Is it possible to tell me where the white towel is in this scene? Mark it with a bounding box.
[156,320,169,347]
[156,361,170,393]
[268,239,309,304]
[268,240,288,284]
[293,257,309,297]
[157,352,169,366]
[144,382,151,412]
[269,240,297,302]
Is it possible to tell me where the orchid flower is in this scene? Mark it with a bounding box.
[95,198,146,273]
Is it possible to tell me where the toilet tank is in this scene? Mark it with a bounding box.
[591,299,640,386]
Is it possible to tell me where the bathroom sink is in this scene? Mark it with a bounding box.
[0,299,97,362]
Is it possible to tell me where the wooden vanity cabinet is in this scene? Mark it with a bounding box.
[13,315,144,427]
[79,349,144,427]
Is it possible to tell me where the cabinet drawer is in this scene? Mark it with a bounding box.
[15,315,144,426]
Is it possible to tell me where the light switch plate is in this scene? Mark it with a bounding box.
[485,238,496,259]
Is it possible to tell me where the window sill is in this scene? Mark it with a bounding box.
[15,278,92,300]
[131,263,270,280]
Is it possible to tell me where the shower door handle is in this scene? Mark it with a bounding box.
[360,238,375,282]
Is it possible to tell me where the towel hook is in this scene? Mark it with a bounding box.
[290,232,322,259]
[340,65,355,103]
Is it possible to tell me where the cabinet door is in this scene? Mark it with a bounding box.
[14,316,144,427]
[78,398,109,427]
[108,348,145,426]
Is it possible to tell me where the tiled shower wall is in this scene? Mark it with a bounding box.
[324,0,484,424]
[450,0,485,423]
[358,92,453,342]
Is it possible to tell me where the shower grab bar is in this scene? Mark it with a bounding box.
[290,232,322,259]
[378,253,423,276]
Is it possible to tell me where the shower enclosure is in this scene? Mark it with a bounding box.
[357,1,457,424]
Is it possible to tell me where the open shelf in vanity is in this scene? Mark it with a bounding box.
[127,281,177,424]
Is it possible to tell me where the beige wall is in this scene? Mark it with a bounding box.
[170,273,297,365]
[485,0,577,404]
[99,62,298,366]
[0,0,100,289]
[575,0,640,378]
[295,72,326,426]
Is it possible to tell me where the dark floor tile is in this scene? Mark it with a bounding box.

...

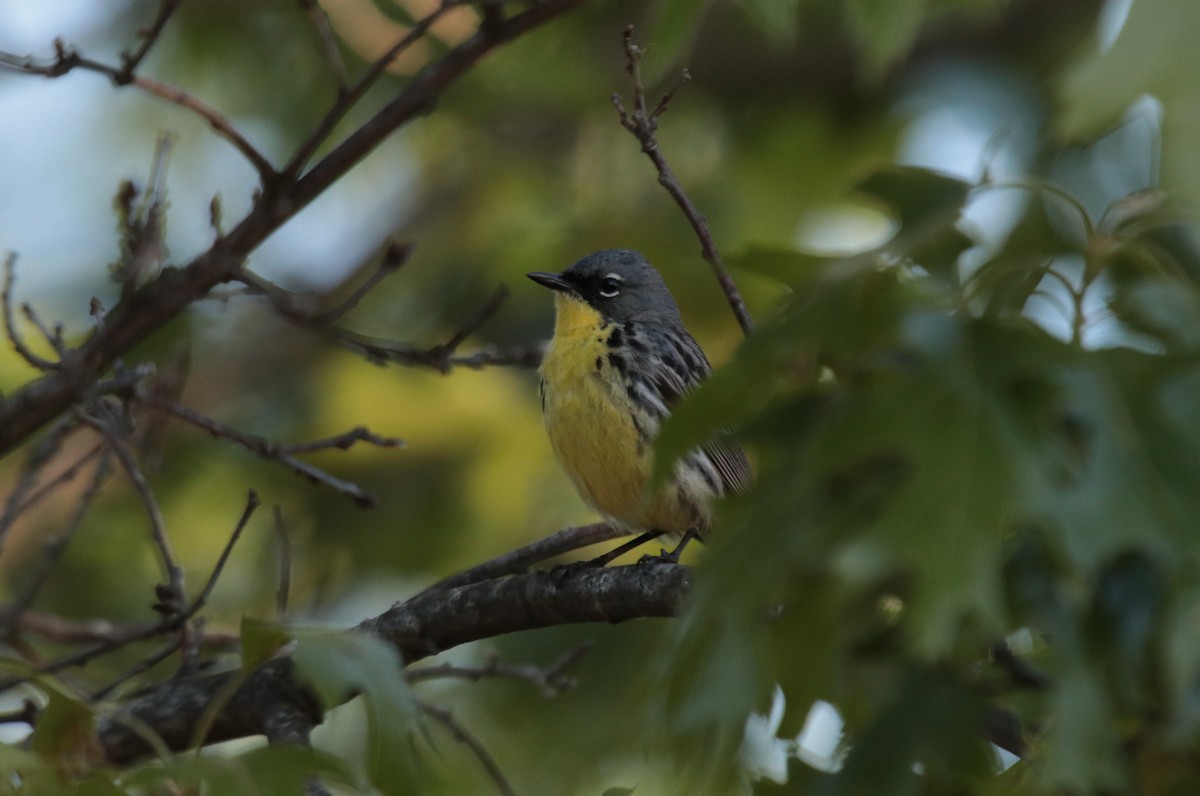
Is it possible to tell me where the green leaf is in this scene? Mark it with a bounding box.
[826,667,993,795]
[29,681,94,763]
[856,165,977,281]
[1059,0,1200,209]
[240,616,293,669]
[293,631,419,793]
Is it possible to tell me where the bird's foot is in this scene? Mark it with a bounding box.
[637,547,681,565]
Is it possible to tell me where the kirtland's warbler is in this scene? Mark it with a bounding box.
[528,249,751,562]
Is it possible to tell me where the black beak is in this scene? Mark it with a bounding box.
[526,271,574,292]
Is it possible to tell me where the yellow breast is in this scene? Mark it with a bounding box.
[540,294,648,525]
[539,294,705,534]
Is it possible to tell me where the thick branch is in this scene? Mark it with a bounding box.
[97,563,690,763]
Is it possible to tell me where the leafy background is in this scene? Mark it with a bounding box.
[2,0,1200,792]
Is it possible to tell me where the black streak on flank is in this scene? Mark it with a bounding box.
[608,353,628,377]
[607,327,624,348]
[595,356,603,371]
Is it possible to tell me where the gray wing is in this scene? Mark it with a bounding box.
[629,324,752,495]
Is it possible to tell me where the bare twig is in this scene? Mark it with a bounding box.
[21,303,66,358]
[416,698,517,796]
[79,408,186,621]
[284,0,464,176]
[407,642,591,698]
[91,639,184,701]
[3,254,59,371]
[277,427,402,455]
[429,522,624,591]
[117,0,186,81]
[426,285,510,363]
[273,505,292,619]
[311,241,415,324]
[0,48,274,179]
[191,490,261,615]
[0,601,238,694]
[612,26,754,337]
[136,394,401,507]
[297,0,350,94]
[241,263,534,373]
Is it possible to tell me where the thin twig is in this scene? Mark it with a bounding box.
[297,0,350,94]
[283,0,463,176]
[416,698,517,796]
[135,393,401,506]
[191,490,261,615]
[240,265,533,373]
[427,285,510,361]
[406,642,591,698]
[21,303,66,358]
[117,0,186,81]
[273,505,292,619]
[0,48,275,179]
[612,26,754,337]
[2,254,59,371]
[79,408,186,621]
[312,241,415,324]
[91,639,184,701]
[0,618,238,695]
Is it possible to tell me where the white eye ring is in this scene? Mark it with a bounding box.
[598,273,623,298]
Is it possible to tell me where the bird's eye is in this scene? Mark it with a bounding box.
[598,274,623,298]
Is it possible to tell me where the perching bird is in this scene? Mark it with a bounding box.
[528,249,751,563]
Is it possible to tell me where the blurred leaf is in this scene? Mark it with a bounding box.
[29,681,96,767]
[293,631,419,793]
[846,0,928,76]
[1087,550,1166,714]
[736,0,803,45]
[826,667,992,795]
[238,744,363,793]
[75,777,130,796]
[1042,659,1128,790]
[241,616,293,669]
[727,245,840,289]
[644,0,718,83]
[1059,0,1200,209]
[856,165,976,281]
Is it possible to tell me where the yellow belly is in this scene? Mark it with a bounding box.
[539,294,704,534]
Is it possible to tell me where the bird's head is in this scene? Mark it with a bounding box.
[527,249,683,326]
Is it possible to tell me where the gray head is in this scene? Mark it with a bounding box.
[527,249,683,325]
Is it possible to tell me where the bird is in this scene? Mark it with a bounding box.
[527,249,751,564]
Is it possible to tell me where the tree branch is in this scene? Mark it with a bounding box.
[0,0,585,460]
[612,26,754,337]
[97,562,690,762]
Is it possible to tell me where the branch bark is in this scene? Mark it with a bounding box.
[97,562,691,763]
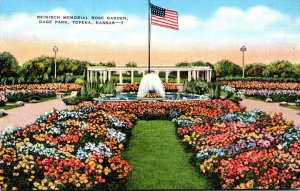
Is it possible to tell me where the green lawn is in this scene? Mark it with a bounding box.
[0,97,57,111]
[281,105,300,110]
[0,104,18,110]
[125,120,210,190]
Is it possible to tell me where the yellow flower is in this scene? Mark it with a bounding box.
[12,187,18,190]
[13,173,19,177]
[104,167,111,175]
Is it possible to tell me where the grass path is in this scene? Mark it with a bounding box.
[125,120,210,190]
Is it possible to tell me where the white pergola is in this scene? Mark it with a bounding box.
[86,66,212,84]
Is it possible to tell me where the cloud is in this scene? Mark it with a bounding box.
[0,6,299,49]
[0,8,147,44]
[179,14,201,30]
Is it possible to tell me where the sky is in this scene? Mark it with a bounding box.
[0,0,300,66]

...

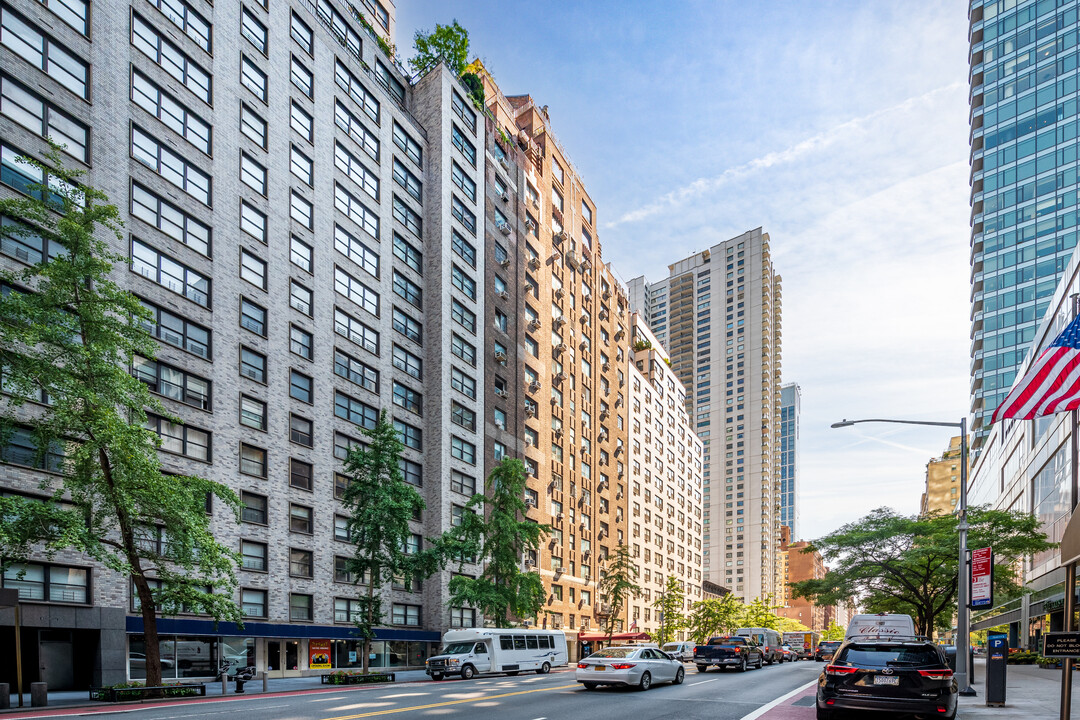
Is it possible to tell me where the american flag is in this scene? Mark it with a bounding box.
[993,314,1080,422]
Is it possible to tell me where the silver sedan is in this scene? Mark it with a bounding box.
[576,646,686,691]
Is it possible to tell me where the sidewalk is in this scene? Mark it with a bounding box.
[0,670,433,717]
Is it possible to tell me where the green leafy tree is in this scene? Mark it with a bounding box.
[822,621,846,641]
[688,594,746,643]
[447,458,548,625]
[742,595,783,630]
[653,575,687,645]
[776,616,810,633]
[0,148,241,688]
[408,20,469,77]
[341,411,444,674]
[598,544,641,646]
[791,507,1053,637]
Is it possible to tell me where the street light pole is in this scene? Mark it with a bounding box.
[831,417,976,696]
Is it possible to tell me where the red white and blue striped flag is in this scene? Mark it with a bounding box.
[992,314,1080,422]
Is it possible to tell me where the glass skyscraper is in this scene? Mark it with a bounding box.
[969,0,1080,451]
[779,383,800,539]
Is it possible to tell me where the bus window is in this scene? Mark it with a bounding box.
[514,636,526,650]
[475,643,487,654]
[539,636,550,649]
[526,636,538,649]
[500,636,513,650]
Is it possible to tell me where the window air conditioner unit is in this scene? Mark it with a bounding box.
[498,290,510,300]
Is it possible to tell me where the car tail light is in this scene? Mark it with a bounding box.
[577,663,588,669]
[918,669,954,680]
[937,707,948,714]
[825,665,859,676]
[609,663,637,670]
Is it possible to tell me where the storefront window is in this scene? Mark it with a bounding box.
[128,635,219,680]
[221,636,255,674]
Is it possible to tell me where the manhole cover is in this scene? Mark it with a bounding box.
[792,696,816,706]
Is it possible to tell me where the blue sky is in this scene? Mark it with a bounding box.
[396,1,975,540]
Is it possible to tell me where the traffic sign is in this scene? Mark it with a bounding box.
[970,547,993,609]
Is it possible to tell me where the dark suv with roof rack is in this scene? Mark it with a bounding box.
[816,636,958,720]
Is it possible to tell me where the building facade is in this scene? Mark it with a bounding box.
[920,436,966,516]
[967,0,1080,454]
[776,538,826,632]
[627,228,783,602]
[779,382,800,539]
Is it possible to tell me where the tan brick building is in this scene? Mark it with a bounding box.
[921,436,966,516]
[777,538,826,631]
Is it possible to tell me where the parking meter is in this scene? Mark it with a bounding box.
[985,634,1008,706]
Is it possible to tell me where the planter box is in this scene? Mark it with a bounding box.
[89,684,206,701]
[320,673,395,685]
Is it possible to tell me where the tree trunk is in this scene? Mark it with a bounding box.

Problem to work on: Lines wanted from the listing above: the line with "Is it possible to tell me where the traffic" up to and including the line with "Is it possible to tell me where the tree trunk". Please write them out exactly, adding nothing else.

Task output:
Is it possible to tell me where the traffic sign is in this scene? Mark it with a bounding box.
[970,547,993,609]
Is it possible to tell me where the dark suv with roof rack is in this scene? Mark it with a bounding box.
[816,636,958,720]
Is it possible to tell me where the building facade is in this scene? Mark it with a bounding box.
[920,436,966,516]
[967,0,1080,454]
[776,538,826,632]
[627,228,783,602]
[779,382,800,539]
Is it possible to tell me where the tan brick building is in this scene? Mark it with a bounding box.
[921,436,966,516]
[777,538,826,631]
Is it possible to tell me where the parking meter is in this scene? Mark it with a bounding box.
[985,634,1008,706]
Is it possible to tell me where the planter box is in this scene? Mark it with a bounding box.
[89,684,206,701]
[320,673,395,685]
Is it possible to tell me where the tree trunk is in this scene? Mark it with a bounding box.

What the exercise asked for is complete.